What to do: According to the page extract on Mazinkaiser SKL and Wingle, what is the name of the detachable cockpit on the Wingle's head?

Page extract:

MAZINKAISER SKL & WINGLE

- Wingle (ウイングル, uinguru)
The female support robot for Mazinkaizer SKL. The Wingle's design incorporates the female mechas used in the Mazinger franchise (Aphrodite A, Venus A & Minerva X) as well as elements of Devil Lady. It is given black and light purple colors with some gold trimmings. The bat-like wings attached to the rear of the Wingle's head act as a Scrander part for SKL (called the Wing Cross), allowing the latter flight capabilities and unlocking its full potential. Like SKL, the Wingle also has a detachable cockpit on its head called the Lady Falcon, which is piloted by Tsubasa in the anime and Scarlet in the manga. Its weapons include a pair of detachable blades that can be mounted on the arms or the legs and used as boomerang-type projectiles, as well as a flail stored in the left breast.

- Bakuryuki
Kiba's personal mecha. It is a green colored unit with horns shaped like a crescent moon on its head and shoulders, almost resembling a samurai warrior. Like Mazinkaizer SKL, it is a very agile unit despite its heavily armored appearance. It rides a vehicle made of Caterpillar tracks for faster transport and is equipped with two large cannons on the front, although they were never used in the anime.

- Iron Kaiser
A robot hidden within Garan's fortress, it is a secret weapon developed by the WSO and serves as one-half of the Gravity Curtain, having been powered by the same source – the Graviton Reactor. The reactor grants the Iron Kaiser a near-limitless supply of energy as well as incredible speed and power. The overall armored design of the Iron Kaiser is loosely based on Shuten Doji, a character from Go Nagai's manga of the same name and sports a red and gray metallic color. It also has a Pilder attached to the robot's cranium, able to transform itself into a discus to slice off its target, similar to some of the enemy mechas found in Grendizer. Its weapons include its own version of the Turbo Smasher Punch (Smasher Punch) and Rust Tornado (Iron Tornado), a double-bladed spear, a Gatling gun, missile launchers, and shoulder blasters. The Iron Kaiser is piloted by Kiba in the final battle against SKL.

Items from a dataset
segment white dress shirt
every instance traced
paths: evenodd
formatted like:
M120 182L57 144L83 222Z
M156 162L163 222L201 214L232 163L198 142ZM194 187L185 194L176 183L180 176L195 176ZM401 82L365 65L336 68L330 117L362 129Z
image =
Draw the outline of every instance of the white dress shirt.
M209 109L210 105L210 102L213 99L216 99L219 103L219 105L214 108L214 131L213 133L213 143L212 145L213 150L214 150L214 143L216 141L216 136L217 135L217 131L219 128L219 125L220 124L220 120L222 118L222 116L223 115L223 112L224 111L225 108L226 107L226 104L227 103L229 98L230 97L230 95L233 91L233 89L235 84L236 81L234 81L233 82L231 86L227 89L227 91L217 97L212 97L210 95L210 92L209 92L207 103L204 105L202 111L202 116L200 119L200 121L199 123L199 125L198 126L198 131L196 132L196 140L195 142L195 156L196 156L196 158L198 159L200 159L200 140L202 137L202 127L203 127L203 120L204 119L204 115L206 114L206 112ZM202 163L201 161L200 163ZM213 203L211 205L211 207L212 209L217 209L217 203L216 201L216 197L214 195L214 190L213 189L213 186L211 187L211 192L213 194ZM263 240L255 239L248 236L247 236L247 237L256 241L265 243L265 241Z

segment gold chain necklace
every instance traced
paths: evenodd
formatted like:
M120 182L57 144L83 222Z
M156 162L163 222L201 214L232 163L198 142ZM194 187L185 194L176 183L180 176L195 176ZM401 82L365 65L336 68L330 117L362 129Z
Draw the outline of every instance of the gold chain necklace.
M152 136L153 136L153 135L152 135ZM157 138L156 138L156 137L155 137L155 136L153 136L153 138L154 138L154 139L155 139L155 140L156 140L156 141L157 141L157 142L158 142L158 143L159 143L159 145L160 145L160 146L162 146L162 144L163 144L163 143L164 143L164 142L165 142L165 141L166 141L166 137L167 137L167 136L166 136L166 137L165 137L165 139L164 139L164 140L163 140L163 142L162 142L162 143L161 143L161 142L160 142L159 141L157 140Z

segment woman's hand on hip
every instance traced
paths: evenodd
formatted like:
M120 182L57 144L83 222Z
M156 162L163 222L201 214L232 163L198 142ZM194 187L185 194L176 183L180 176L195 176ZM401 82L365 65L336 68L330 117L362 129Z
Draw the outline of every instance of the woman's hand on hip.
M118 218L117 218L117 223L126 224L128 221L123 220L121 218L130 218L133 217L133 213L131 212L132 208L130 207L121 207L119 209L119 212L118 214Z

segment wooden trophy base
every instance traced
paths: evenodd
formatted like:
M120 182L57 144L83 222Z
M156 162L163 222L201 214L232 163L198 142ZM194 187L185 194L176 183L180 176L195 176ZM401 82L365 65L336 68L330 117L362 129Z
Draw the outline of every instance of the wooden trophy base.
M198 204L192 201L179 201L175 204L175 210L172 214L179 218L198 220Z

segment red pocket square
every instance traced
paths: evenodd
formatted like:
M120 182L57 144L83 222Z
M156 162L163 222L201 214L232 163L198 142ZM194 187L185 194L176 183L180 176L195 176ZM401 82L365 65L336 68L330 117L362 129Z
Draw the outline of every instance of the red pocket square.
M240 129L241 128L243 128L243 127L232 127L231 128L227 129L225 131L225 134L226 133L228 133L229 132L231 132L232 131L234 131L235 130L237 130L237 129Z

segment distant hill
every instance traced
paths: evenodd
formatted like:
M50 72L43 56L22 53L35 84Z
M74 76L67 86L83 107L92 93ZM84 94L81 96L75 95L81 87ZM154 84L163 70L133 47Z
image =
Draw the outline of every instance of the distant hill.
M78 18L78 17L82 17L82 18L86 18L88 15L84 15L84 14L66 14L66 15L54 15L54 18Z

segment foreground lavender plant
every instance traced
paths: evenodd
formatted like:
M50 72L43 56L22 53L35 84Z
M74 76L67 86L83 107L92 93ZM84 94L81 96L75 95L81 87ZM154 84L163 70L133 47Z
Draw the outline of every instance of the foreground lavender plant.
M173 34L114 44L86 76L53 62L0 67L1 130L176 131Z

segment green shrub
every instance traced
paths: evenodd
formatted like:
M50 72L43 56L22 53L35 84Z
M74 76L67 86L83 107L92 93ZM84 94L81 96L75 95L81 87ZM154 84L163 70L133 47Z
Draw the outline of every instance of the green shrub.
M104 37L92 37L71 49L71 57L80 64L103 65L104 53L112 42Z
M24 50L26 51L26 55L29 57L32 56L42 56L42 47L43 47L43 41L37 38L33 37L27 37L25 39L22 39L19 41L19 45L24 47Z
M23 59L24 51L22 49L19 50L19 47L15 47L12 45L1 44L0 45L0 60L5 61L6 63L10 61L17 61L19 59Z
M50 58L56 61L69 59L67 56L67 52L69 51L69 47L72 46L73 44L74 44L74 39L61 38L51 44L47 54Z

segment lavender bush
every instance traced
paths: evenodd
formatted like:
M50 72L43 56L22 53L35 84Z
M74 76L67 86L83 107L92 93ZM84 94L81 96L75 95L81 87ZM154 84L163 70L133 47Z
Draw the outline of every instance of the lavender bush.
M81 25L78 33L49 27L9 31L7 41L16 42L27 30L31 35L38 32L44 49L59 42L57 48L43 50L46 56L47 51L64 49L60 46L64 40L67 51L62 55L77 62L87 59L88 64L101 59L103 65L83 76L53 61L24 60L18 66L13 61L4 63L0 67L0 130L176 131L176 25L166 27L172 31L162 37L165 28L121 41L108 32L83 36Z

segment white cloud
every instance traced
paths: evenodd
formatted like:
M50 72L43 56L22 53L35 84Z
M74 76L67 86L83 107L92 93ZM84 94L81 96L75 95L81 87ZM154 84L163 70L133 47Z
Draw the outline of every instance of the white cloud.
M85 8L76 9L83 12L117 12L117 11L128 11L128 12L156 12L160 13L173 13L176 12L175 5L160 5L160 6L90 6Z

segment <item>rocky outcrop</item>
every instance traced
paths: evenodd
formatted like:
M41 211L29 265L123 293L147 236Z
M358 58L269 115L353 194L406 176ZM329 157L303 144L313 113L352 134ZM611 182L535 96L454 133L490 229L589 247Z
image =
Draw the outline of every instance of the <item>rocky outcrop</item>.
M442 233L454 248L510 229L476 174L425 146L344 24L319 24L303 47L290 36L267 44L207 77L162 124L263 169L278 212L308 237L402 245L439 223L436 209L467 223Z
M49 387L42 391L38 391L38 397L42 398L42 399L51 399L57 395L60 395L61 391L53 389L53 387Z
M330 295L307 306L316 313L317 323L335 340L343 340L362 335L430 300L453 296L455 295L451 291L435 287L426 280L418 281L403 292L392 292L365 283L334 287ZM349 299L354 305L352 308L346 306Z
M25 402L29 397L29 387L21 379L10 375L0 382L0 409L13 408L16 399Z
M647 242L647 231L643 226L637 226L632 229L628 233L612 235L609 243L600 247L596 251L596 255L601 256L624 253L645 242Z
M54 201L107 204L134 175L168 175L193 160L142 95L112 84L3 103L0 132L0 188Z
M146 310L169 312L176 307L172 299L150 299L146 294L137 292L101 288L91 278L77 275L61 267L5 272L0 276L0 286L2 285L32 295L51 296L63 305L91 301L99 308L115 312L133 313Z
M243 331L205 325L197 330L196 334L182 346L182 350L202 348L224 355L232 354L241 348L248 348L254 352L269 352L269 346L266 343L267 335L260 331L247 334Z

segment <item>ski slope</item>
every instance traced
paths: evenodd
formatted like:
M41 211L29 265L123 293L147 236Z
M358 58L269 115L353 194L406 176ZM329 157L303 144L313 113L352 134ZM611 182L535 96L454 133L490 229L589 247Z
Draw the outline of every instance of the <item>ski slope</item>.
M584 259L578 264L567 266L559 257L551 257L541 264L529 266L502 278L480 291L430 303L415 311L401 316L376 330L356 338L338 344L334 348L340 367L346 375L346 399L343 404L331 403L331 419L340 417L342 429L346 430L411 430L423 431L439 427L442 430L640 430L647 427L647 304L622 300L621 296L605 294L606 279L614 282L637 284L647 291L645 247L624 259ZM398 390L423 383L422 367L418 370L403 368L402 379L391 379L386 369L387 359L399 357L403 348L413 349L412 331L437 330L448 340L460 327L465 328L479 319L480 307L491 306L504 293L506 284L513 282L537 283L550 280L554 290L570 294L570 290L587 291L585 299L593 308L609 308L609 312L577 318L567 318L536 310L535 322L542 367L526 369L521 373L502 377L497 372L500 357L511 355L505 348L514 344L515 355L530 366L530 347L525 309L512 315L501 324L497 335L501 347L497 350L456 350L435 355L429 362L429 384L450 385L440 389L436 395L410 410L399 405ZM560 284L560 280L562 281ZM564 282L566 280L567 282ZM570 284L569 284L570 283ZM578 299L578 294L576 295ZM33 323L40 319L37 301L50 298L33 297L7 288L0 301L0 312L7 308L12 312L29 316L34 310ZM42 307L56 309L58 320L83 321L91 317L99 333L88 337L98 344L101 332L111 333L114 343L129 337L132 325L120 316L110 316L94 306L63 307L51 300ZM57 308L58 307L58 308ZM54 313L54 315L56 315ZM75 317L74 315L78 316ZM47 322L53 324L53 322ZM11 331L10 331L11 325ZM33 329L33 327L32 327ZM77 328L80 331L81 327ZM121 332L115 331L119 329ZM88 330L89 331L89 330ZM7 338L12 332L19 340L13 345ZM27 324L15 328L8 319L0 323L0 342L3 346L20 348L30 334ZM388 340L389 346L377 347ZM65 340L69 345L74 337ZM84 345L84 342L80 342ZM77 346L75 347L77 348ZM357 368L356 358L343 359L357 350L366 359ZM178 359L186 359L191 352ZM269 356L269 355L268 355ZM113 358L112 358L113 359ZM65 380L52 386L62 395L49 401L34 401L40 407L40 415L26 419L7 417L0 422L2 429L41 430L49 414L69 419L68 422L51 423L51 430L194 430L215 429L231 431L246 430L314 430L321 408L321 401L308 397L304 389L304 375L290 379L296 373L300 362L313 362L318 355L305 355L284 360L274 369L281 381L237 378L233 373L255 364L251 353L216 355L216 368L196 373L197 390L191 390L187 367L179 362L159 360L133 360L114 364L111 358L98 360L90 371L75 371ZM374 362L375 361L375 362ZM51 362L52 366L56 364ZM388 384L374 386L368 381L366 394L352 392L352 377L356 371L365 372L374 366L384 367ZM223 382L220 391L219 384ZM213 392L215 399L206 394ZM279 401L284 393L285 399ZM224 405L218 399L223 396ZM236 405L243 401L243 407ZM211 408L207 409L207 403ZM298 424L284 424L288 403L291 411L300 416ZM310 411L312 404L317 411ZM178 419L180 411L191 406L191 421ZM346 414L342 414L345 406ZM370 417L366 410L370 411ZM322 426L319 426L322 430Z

The solution: The Lady Falcon.